Goal of the exercise: After reading the data below, copy out every line that contains the word "beam".

(Referring expression data)

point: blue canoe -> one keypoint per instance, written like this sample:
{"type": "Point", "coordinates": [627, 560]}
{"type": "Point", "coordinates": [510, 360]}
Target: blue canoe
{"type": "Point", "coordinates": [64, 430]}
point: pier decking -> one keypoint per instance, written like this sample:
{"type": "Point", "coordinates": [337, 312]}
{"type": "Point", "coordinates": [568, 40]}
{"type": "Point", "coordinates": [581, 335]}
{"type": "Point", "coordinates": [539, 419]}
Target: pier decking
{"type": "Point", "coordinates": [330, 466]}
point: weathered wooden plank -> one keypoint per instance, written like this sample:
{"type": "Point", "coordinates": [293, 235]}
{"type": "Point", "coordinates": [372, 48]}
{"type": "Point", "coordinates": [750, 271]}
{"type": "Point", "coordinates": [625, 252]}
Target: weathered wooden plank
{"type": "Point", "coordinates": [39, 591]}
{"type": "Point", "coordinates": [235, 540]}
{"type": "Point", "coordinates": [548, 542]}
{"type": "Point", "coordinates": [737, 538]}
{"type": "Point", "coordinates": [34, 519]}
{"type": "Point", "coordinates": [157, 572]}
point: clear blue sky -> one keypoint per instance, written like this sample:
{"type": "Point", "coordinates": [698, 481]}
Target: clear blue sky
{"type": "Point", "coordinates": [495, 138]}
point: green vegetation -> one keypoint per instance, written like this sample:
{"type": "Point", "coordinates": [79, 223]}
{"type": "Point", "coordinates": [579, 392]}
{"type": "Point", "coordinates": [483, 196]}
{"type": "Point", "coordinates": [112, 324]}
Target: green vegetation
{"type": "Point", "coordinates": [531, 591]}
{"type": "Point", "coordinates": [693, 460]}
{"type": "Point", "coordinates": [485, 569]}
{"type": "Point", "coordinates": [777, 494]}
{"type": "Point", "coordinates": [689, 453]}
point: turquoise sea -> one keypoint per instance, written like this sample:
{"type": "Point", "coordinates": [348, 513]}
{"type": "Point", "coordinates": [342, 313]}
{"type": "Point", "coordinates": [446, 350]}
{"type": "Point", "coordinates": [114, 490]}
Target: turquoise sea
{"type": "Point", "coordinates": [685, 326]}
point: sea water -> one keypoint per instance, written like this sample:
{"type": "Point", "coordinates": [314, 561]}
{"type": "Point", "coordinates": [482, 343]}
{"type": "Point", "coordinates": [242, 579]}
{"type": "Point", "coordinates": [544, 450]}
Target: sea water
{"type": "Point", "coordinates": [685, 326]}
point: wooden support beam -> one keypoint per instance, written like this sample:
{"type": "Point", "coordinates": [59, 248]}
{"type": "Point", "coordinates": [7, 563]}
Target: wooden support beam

Written reply:
point: wooden support beam -> one keypoint per instance, written like this sample:
Target: wooden support beam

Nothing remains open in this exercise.